Update the items that follow, replacing "on one line" with "on a single line" wherever it occurs and leaving all other text unchanged. Omit the pictures from your answer.
>>>
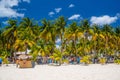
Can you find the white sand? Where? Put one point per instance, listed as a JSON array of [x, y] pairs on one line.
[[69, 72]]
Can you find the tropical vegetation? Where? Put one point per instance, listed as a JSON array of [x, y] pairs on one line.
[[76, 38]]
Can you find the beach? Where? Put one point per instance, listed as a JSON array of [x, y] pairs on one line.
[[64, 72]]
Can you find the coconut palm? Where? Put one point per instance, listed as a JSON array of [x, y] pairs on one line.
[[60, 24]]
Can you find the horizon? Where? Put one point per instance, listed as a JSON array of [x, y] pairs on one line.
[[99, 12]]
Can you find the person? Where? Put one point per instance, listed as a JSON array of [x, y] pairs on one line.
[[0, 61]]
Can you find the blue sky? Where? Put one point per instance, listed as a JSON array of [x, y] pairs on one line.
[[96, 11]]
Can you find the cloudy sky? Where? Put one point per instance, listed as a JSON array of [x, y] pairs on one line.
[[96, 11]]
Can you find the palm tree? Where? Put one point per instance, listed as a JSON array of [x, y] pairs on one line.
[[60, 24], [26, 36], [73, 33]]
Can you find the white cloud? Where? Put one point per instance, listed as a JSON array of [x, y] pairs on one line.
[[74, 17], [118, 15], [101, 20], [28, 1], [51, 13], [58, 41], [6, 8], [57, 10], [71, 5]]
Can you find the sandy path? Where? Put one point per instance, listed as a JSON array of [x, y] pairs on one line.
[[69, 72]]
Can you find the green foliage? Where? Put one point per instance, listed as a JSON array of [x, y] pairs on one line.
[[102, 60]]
<<<
• _Response to this exercise_
Can you find the white sand? Where? Put one point per instance, listed as a JSON array of [x, y] pairs on a single line.
[[69, 72]]
Can you find the tropical vegetation? Where? Put one point per instance, listed as a JSON array of [x, y] pairs on a single line.
[[76, 38]]
Can you find the beach? Where? Put one point per instance, listed as a JSON array of [x, y] pairs on a single line.
[[64, 72]]
Can you find the coconut palm? Where? Put one point per instance, listed as a JSON array of [x, y] pairs on a single line.
[[60, 24]]
Can you find the horizon? Where? Put one point per instance, listed as a JSON array of [x, y] pairs on a single line.
[[99, 12]]
Can you find the person? Where? Put one point per instance, listed as a JSON array of [x, y] pairs on a single line.
[[0, 61]]
Can you find the blue sky? Where? Put one point per instance, listed as a JSON array of [x, y] pairs on a single line.
[[96, 11]]
Can you find the cloudy sky? Where? Put one point per instance, listed as a JSON array of [x, y] pairs on a single line.
[[96, 11]]
Can you find the palm tree? Where? Put one point per instance, listed as a JSON array of [x, y] pairs on a single line.
[[60, 24], [26, 36], [73, 33]]
Can you find the white cloud? Where? Put one point per instance, listed as a JSON array of [x, y] pairs on a single line.
[[74, 17], [118, 15], [101, 20], [28, 1], [51, 13], [58, 41], [6, 8], [57, 10], [71, 5]]
Can you find the sandy path? Where? Put one point per instance, listed as a JSON array of [x, y] pairs on a single line.
[[69, 72]]
Can you find the green foliage? Where? Put one point per instance, listed as a JSON array of [x, y] pairs on a single line.
[[102, 60]]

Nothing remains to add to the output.